◆ WHAT THIS TASK INVOLVES
Could you rewrite every entry below with "crouching" replaced by "kneeling" and everything else left unchanged?

....

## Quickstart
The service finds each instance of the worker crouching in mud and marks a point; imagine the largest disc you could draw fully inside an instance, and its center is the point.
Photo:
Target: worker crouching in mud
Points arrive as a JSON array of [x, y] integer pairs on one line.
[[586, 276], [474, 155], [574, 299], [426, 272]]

....

◆ FINAL ANSWER
## Quickstart
The service finds each instance of the worker kneeling in mud and marks a point; imagine the largest disc you could draw fully inside an instance, and its center is the point.
Photo:
Target: worker kneeling in mud
Points arrive as a JSON array of [x, y] integer pairs on one line.
[[586, 276], [474, 155], [574, 299], [426, 272]]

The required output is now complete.